• **TASK SET**
1. In the court opinion, what did the trial court rule would follow from the officers' failure to read Shephard his Miranda rights?
2. Please resume the court opinion, picking up right after its last sentence.

• **QUOTED TEXT**

--------

At the close of the hearing, the trial court ruled that the state failed to prove that Shephard’s wife consented to the officers’ entry into the home, and that there were no exigent circumstances to justify the warrantless entry. The court further ruled that the officers’ failure to read Shephard his Miranda rights would render anything he said after waking up inadmissible.

1. First, the state contends that the court erred in granting Shephard’s motion to suppress, because exigent circumstances justified the officers’ warrantless entry into the home. OCGA § 17-5-30 (a) (1). Specifically, the state argues that the officers reasonably believed that Shephard was in need of immediate aid, and, therefore, their warrantless entry was not illegal.

--------

Labels for object points:
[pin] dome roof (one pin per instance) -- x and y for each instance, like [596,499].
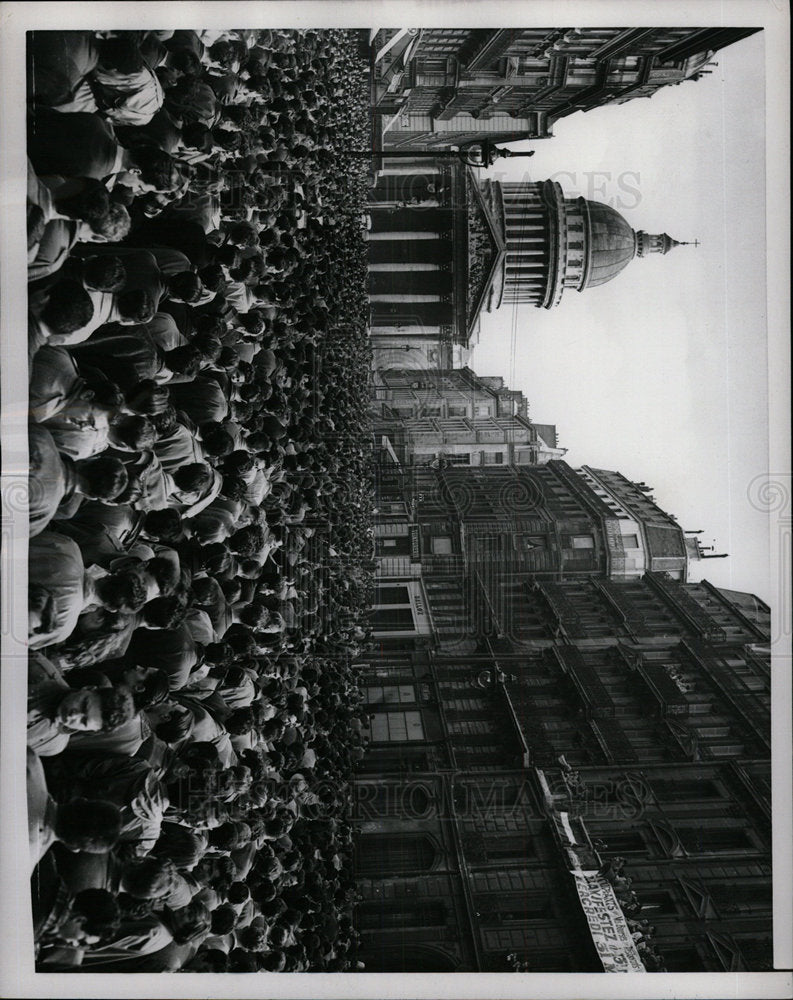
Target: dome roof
[611,244]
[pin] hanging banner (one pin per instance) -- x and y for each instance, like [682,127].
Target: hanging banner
[607,925]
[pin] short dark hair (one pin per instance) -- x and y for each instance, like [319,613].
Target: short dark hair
[186,286]
[123,591]
[136,432]
[135,304]
[155,166]
[240,721]
[165,612]
[165,572]
[90,203]
[154,689]
[90,825]
[165,525]
[121,52]
[212,277]
[256,615]
[224,919]
[149,877]
[195,476]
[100,909]
[217,960]
[216,440]
[104,273]
[179,843]
[105,477]
[253,937]
[176,727]
[230,836]
[118,706]
[242,961]
[114,225]
[248,541]
[69,307]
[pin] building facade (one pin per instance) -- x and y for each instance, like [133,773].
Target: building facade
[569,767]
[444,246]
[435,87]
[456,417]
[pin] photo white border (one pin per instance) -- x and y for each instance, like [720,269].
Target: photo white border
[17,978]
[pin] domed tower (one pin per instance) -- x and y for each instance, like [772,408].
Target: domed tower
[553,243]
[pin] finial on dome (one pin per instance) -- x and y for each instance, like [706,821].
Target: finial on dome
[647,243]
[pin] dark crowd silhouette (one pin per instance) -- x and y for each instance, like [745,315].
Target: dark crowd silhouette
[201,554]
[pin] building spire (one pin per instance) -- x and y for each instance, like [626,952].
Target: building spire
[647,243]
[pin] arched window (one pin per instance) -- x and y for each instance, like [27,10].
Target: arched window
[407,959]
[394,854]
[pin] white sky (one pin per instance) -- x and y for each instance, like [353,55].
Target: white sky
[662,373]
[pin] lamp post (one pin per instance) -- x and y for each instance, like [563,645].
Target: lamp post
[480,154]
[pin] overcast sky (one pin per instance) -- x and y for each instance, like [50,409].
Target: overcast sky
[662,373]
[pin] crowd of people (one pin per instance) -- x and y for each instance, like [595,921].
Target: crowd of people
[201,554]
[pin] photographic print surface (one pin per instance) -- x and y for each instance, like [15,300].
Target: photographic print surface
[357,640]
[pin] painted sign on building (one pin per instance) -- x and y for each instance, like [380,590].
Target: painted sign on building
[607,924]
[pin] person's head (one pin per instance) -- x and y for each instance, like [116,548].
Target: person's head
[241,960]
[238,893]
[239,722]
[216,440]
[187,63]
[188,923]
[184,360]
[134,305]
[243,234]
[121,53]
[164,525]
[95,916]
[104,273]
[255,615]
[158,169]
[207,960]
[102,478]
[164,612]
[92,826]
[69,307]
[149,685]
[85,198]
[192,481]
[216,558]
[185,286]
[248,541]
[273,961]
[115,225]
[183,846]
[175,723]
[264,891]
[91,710]
[133,432]
[224,919]
[164,570]
[212,277]
[230,836]
[233,488]
[125,590]
[253,937]
[149,878]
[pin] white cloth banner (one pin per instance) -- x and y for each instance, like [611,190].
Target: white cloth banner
[607,924]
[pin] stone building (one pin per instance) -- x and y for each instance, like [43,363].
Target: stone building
[444,246]
[434,87]
[424,416]
[563,745]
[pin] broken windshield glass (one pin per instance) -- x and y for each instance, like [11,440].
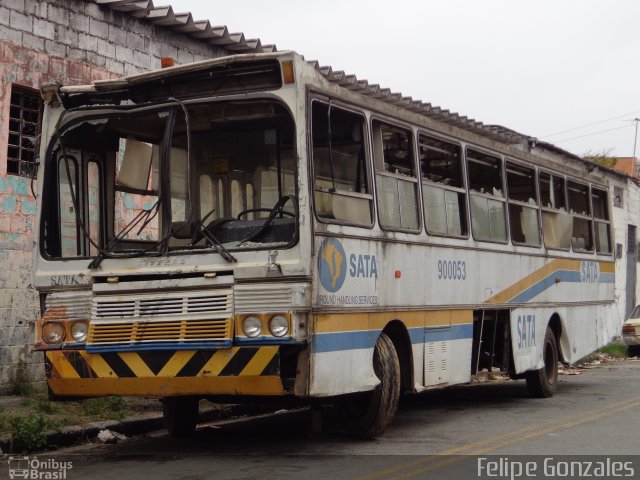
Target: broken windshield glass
[228,184]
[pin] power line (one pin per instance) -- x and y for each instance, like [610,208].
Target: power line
[593,133]
[590,124]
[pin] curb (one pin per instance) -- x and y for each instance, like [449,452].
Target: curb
[69,435]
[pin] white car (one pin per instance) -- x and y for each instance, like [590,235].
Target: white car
[631,332]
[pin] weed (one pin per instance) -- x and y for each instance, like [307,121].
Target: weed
[28,432]
[104,406]
[615,349]
[21,383]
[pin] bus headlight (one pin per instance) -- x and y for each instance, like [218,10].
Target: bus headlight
[252,326]
[279,326]
[79,331]
[52,332]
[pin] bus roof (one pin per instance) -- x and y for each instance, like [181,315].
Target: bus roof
[348,81]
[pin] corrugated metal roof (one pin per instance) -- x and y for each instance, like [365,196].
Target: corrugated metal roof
[362,86]
[235,42]
[164,16]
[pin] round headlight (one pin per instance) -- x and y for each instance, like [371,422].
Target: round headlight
[79,331]
[53,332]
[252,326]
[279,326]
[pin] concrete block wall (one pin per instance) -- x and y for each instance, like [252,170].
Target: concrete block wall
[71,42]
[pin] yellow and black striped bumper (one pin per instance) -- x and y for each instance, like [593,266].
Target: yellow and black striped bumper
[234,371]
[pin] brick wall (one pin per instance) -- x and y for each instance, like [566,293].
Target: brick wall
[71,42]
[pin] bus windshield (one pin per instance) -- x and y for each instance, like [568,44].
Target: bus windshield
[175,177]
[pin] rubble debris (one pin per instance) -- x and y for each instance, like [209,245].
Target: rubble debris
[107,436]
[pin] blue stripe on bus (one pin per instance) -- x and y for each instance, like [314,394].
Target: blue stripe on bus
[363,339]
[134,347]
[607,277]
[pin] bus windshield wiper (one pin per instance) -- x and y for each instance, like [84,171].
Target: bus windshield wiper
[224,253]
[146,215]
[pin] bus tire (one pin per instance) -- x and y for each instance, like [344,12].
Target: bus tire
[544,382]
[180,415]
[371,413]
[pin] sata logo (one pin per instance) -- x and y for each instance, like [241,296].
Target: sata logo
[526,331]
[590,272]
[332,264]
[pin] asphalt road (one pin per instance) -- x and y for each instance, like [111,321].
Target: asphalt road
[438,434]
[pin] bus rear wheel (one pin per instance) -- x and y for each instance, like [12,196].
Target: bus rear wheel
[180,415]
[368,415]
[544,382]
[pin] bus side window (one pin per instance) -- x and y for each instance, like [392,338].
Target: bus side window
[488,219]
[601,218]
[579,207]
[523,205]
[557,223]
[340,167]
[396,181]
[444,193]
[69,239]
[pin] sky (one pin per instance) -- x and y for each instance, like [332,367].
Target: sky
[564,71]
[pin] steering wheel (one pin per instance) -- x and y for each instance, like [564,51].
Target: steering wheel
[277,209]
[211,226]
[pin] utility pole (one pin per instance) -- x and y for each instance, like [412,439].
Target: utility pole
[635,142]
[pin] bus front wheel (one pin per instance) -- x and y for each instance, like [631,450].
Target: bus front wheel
[369,414]
[180,415]
[544,382]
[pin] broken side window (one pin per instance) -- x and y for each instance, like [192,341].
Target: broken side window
[397,184]
[341,179]
[579,207]
[488,219]
[557,223]
[444,193]
[523,205]
[601,219]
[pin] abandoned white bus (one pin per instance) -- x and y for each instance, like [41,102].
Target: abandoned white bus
[256,226]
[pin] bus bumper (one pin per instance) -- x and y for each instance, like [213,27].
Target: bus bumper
[233,371]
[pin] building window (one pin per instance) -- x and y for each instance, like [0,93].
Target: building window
[444,193]
[395,177]
[488,218]
[24,129]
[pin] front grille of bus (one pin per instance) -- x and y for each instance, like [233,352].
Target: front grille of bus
[186,330]
[185,317]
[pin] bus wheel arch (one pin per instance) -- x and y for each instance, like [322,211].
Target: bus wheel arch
[543,383]
[399,335]
[180,415]
[555,324]
[368,414]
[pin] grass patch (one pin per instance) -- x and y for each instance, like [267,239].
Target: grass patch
[26,420]
[615,349]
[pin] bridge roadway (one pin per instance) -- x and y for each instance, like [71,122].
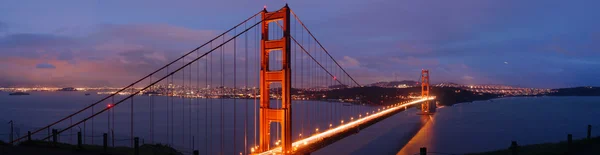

--------

• **SOLVED PROBLEMS**
1. Anything Shephard said after waking up would be inadmissible.

2.
We have recognized that a private home is “an ‘unquestionable zone of privacy under the Fourth Amendment,’ ” and that a warrant-less search must be justified by exigent circumstances. State v. Sims, 240 Ga. App. 391, 392 (523 SE2d 619) (1999), citing Bunn v. State, 153 Ga. App. 270, 274 (265 SE2d 88) (1980). “[A]n exigent circumstance which does justify the warrantless entry of a private home is the officer’s reasonable belief that such action is a necessary response on his part to an emergency situation.” Coker v. State, 164 Ga. App. 493, 496 (5) (297 SE2d 68) (1982).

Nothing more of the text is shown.